## Exercise prompt:
Rewrite the items below, replacing every occurrence of "Give nothing but" with "Return only" and leaving all other text unchanged.

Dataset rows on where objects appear

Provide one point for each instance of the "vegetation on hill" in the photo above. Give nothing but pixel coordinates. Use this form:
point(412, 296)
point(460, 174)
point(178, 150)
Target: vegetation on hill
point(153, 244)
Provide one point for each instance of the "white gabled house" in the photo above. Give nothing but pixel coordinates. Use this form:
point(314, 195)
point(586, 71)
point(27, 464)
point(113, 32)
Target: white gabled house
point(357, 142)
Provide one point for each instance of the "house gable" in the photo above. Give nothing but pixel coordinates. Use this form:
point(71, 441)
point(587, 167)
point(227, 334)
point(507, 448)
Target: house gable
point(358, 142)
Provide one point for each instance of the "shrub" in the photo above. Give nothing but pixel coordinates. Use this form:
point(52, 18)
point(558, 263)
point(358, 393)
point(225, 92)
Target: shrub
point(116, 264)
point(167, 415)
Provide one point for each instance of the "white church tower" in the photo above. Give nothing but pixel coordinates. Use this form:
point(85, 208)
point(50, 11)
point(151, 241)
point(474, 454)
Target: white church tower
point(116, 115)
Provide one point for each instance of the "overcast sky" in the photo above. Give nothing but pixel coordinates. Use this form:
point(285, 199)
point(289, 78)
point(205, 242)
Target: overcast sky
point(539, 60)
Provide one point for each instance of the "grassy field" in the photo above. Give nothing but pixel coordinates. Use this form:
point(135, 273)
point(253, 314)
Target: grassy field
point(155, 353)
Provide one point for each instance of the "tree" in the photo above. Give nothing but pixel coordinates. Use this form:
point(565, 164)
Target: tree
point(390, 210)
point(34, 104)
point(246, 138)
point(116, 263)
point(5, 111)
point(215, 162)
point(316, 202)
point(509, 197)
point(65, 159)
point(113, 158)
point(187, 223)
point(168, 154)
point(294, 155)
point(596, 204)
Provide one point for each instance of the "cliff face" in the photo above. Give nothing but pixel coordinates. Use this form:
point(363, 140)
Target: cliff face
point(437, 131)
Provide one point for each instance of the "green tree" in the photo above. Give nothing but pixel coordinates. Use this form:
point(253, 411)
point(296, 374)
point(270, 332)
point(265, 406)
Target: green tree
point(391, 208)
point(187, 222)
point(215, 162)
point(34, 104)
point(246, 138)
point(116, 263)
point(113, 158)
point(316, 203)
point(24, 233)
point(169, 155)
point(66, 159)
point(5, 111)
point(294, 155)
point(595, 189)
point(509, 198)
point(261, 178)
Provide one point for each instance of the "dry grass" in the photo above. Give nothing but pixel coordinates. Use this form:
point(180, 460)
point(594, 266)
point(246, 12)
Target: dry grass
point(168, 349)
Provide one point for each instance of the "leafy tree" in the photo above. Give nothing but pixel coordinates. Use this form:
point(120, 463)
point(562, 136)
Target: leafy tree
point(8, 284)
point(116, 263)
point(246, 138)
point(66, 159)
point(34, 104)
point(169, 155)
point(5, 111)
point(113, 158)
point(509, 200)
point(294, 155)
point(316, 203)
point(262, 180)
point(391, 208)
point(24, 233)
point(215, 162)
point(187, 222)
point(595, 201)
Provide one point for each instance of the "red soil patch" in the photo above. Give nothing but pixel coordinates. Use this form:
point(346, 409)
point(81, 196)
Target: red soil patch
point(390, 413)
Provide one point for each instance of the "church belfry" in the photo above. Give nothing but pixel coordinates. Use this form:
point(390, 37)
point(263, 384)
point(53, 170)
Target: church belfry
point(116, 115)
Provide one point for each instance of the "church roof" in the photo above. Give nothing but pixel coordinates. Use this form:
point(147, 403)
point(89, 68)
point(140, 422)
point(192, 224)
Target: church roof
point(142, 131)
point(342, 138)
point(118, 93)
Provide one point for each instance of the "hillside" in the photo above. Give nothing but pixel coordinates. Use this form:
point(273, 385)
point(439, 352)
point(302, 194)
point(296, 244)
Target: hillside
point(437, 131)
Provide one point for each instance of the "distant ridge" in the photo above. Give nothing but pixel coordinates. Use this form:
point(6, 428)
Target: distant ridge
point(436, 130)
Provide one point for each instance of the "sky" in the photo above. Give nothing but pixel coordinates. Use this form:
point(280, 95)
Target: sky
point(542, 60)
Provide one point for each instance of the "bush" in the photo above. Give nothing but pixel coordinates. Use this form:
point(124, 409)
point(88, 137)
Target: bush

## Answer for this exercise:
Provide one point for each instance of the "vegetation on hill" in the photo above. Return only pixel coordinates. Use this form:
point(412, 296)
point(460, 174)
point(178, 150)
Target: vegetation on hill
point(153, 244)
Provide one point for each instance of the "white gabled house" in the photo above. Return only pixel coordinates. Use this form:
point(314, 195)
point(586, 71)
point(27, 464)
point(113, 32)
Target: white gabled house
point(357, 142)
Provide one point for each instance of the "house gable" in the photo above. Return only pixel coordinates. Use this form:
point(71, 441)
point(587, 167)
point(227, 334)
point(507, 448)
Target: house gable
point(358, 142)
Provide one point for each instance of the "shrub" in the photo above. Return only pixel coordinates. Use this form:
point(52, 18)
point(558, 263)
point(358, 393)
point(225, 92)
Target: shrub
point(116, 264)
point(167, 415)
Provide one point for each instance of the "white church tower" in the photo above. Return only pixel coordinates. Use this form:
point(85, 208)
point(50, 11)
point(151, 241)
point(474, 454)
Target: white church tower
point(116, 115)
Provide one point for each instance of the "overcast sky" in the photo above. Return only pixel coordinates. Use this form:
point(285, 199)
point(289, 78)
point(205, 242)
Target: overcast sky
point(539, 60)
Provide one point for each instance of the "grassy field" in the photo above. Return only pixel coordinates. Use this form:
point(135, 273)
point(253, 314)
Target: grassy field
point(155, 353)
Provide one point for each instance of the "tree" in the photo above. Return only pixel coordinates. Use this form:
point(565, 164)
Target: tree
point(390, 210)
point(34, 104)
point(246, 138)
point(116, 263)
point(5, 111)
point(215, 162)
point(316, 202)
point(509, 197)
point(65, 159)
point(113, 158)
point(187, 223)
point(168, 154)
point(294, 155)
point(596, 204)
Provide one point for each instance of the "cliff face" in the photo above. Return only pixel coordinates. Use this form:
point(363, 140)
Target: cliff face
point(437, 131)
Provide one point for each instance of the "green tree" in the photo above. Return only pixel coordinates. Use this form:
point(253, 411)
point(296, 374)
point(270, 332)
point(265, 406)
Target: green tree
point(391, 208)
point(187, 222)
point(215, 162)
point(34, 104)
point(246, 138)
point(116, 263)
point(113, 158)
point(316, 203)
point(24, 233)
point(169, 155)
point(66, 159)
point(5, 111)
point(294, 155)
point(595, 189)
point(509, 198)
point(261, 178)
Provide one point for each instance of the "dry grass" in the photo above. Return only pixel coordinates. Use this form:
point(180, 460)
point(594, 266)
point(246, 12)
Target: dry grass
point(168, 349)
Provide one point for each instance of the "leafy tree" in the photo above. Return only pixel coordinates. Use this form:
point(120, 463)
point(562, 136)
Target: leafy tree
point(8, 284)
point(116, 263)
point(246, 138)
point(66, 159)
point(34, 104)
point(169, 155)
point(5, 111)
point(113, 158)
point(509, 200)
point(294, 155)
point(316, 203)
point(262, 180)
point(391, 208)
point(24, 233)
point(215, 162)
point(187, 222)
point(595, 201)
Provide one point for each instance of the "red soil patch" in the photo above. Return only pixel coordinates. Use this form:
point(346, 409)
point(81, 196)
Target: red soil patch
point(390, 413)
Provide one point for each instance of the "church belfry" in the photo above. Return only pixel coordinates. Use this form:
point(390, 37)
point(263, 384)
point(53, 170)
Target: church belfry
point(116, 115)
Provide one point for each instance of the "church roof" in the photo above. Return only pixel coordinates. Use this form:
point(147, 403)
point(89, 68)
point(140, 422)
point(192, 224)
Target: church roof
point(142, 131)
point(342, 138)
point(118, 93)
Provide one point for each instance of the "hillside" in the photo above. Return only pixel coordinates. Use this form:
point(273, 385)
point(439, 352)
point(302, 194)
point(296, 244)
Target: hillside
point(437, 131)
Provide one point for each instance of the "distant ridge" in the photo above. Return only pixel coordinates. Use this form:
point(6, 428)
Target: distant ridge
point(436, 130)
Provide one point for each instance of the "sky" in the photo above. Return only pixel coordinates. Use this form:
point(280, 95)
Target: sky
point(542, 60)
Provide one point for each instance of the "bush" in the photo above. Return only pixel coordinates. Use this form:
point(124, 409)
point(88, 137)
Target: bush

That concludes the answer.